DATASET ENTRIES:

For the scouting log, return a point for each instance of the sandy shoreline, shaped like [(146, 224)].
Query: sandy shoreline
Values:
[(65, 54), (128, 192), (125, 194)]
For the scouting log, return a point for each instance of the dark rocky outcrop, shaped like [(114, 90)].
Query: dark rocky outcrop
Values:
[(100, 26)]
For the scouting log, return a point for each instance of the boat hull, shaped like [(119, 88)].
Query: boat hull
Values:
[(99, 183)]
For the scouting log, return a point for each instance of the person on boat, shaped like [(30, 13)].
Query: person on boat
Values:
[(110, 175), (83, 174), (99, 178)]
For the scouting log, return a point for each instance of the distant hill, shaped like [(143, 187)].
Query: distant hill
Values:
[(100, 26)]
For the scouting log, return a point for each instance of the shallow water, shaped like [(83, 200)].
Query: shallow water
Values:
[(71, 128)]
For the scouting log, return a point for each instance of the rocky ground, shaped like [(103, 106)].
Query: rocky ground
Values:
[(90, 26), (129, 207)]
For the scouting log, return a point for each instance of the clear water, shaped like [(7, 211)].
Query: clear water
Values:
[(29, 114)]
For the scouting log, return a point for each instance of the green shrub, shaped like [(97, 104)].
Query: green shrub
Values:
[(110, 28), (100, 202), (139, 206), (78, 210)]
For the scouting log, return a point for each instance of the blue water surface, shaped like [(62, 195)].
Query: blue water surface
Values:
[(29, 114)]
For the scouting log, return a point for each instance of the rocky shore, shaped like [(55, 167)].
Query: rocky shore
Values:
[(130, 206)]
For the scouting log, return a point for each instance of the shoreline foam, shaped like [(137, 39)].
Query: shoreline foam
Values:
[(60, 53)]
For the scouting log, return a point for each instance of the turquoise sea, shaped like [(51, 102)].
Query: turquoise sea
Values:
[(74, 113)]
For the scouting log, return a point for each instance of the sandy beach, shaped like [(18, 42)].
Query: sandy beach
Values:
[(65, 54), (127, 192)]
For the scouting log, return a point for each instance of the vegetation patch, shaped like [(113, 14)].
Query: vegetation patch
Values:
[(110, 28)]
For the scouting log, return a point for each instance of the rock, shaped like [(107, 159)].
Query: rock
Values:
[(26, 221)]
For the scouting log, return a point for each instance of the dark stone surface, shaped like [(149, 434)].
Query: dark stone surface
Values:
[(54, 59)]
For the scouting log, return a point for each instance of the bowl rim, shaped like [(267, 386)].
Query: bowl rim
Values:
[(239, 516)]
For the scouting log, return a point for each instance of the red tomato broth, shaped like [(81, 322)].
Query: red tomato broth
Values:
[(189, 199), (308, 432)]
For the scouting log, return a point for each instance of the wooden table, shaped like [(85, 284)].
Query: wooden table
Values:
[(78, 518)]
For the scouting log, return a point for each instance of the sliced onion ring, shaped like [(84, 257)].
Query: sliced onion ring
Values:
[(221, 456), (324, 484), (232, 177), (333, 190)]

EXERCISE: Can you format the lines above as a numbered list and leave out any blank lines?

REPLY:
1. For the scouting log, return a point for each instance of the sandy shoreline, shaped like [(146, 224)].
2. Query: sandy shoreline
3. Values:
4. [(65, 54), (128, 192), (125, 194)]
5. For the scouting log, return a point for each instance of the dark rocky outcrop, shaped like [(114, 90)].
6. Query: dark rocky outcrop
7. Values:
8. [(100, 26)]
9. For the scouting log, return a point for each instance of the boat hull, shaped like [(119, 88)].
10. Query: boat hull
11. Values:
12. [(99, 183)]
13. For the scouting log, return a point for each instance of the person on boat, shaped like [(30, 13)].
14. Query: person on boat
15. Values:
16. [(110, 175), (83, 174), (99, 178)]
17. For the scouting log, return a point for each instance of the distant hill, shaped like [(143, 187)].
18. Query: distant hill
19. Values:
20. [(100, 26)]
21. For the scouting log, return a point for each instance of the shallow water, shaped like [(83, 200)].
22. Query: shallow water
23. Values:
24. [(71, 128)]
25. For the scouting log, return a point for each instance of the rocky ground, shaped like [(103, 106)].
26. Query: rocky ground
27. Values:
28. [(90, 26), (129, 207)]
29. For the scouting log, return a point for each instance of the clear water, shaped like [(7, 211)].
30. Query: clear water
31. Values:
32. [(29, 114)]
33. For the scouting log, return a point for each instance of the green shrub, shaped like [(97, 104)].
34. Query: green shrub
35. Values:
36. [(110, 28), (100, 202), (139, 206), (78, 210)]
37. For the scouting log, return a point for each instance of the blue water surface, shaped like [(62, 195)].
38. Query: blue water surface
39. Values:
40. [(29, 114)]
41. For the scouting log, return a point for each instance of the rocky shore, shaped like [(55, 167)].
42. Query: rocky shore
43. Values:
44. [(130, 206)]
45. For the scouting log, return a point for each instance of the shoreline foam, shaped like [(137, 39)].
46. Query: shoreline foam
47. Values:
48. [(60, 53)]
49. For the scouting log, return a point for each instance of the turquoise sea, shaped like [(51, 102)].
50. Query: turquoise sea
51. Values:
52. [(74, 113)]
53. For the scouting log, return a point for each instance of the sandy beach, shaped like [(18, 42)].
54. Query: sandy beach
55. Values:
56. [(65, 54), (127, 192)]
57. For the scouting log, return a point for each instance of the vegetation patch, shaped like [(113, 14)].
58. Query: vegetation patch
59. Values:
60. [(110, 28)]
61. For the scouting log, return a point for each instance of the rock, shaped like [(107, 159)].
62. Query: rock
63. Values:
64. [(26, 221)]
65. For the scouting log, return a point for each instance of the dark stone surface, shaped like [(149, 434)].
66. Query: dark stone surface
67. Values:
68. [(54, 59)]
69. For the scouting log, return a point for each instance of the bowl rim, shaped like [(267, 386)].
70. Query: bowl rim
71. Values:
72. [(239, 516)]
73. For the scouting log, return a point for each instance of the red tomato broth, shaped like [(81, 322)].
74. Query: red tomato broth
75. Values:
76. [(189, 199), (308, 432)]
77. For the scouting log, return a point for each instance of the wooden table, shaped like [(85, 284)].
78. Query: wooden table
79. Values:
80. [(78, 518)]
81. For the scouting log, return a point for each instance of the sliced onion ring, shaped like [(84, 257)].
82. Query: sliced onion ring
83. Values:
84. [(221, 456), (324, 484), (232, 177), (333, 190)]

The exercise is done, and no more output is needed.